Lines before the one containing "# test: point to the gray" are excluded; print that line and every line after it through the end of the material below, exactly.
-------- Records for the task
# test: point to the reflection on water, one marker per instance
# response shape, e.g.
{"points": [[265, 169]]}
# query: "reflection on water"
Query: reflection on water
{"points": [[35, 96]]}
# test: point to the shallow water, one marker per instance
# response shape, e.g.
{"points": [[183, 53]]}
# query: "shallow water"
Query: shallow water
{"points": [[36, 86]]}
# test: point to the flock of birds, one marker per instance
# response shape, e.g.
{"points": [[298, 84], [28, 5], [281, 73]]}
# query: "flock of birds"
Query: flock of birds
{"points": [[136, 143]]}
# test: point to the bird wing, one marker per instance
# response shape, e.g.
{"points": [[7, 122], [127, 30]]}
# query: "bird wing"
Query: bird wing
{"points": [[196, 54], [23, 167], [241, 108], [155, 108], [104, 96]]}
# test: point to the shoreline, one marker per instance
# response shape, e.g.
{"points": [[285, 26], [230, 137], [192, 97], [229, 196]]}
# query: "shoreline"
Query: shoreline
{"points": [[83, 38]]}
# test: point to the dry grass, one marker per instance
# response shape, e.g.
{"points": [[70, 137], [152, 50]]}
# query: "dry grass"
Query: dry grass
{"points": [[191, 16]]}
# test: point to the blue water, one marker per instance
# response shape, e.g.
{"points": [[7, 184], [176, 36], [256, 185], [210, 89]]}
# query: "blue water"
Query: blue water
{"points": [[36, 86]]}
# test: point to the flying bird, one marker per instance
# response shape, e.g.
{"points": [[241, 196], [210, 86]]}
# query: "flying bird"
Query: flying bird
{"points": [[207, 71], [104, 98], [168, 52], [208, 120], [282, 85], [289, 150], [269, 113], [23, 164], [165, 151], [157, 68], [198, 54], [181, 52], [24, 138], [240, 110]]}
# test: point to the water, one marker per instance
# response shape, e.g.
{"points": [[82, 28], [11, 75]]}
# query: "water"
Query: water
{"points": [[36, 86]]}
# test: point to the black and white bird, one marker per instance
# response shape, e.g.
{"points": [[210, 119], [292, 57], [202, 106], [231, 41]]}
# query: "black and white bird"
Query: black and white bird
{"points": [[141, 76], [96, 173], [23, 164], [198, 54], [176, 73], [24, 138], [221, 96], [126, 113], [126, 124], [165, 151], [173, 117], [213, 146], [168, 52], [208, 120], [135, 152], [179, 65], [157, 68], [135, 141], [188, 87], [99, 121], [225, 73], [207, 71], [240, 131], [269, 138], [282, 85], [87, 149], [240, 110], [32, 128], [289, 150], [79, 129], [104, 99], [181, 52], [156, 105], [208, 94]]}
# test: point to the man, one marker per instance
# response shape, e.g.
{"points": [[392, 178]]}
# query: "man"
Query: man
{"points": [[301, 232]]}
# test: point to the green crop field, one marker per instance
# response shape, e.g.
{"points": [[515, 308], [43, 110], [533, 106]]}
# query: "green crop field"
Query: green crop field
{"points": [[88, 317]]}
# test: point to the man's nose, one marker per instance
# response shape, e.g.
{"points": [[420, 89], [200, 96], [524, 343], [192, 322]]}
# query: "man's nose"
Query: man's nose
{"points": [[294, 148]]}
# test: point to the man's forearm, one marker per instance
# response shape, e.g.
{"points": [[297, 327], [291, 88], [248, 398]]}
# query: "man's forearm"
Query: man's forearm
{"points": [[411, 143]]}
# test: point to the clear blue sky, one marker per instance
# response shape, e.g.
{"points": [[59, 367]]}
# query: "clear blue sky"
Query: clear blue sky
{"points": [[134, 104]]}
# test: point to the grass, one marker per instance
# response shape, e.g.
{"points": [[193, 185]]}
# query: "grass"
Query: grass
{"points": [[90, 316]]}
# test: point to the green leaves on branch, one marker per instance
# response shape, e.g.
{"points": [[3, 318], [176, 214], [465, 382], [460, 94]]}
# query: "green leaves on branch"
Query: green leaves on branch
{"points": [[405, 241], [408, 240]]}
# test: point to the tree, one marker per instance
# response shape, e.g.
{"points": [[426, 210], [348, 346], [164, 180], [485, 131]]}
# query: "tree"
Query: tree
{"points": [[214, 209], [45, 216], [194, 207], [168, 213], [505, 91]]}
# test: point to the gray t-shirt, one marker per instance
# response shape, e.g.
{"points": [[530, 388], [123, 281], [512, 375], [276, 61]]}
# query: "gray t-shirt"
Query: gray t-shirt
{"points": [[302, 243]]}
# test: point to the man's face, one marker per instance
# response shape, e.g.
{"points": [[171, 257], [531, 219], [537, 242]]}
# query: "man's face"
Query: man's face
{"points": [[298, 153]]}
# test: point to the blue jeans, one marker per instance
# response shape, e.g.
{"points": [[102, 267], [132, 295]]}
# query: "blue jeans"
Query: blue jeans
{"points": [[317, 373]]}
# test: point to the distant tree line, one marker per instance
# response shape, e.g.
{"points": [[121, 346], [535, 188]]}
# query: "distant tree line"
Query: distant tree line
----------------
Answer to the problem:
# test: point to the gray t-shirt, one marker per instance
# response shape, e.g.
{"points": [[530, 388], [123, 281], [512, 375], [276, 61]]}
# query: "gray t-shirt"
Query: gray t-shirt
{"points": [[302, 243]]}
# test: point to the man's face, one marker per instance
# response shape, e.g.
{"points": [[171, 257], [531, 219], [537, 242]]}
# query: "man's face"
Query: man's face
{"points": [[298, 153]]}
# test: point to the blue jeans, one marker per instance
# response shape, e.g.
{"points": [[102, 267], [132, 295]]}
# query: "blue jeans"
Query: blue jeans
{"points": [[317, 373]]}
# test: point to the distant tree line, one marker per instance
# response shape, e.g.
{"points": [[121, 346], [535, 188]]}
# query: "distant tree line"
Query: distant tree line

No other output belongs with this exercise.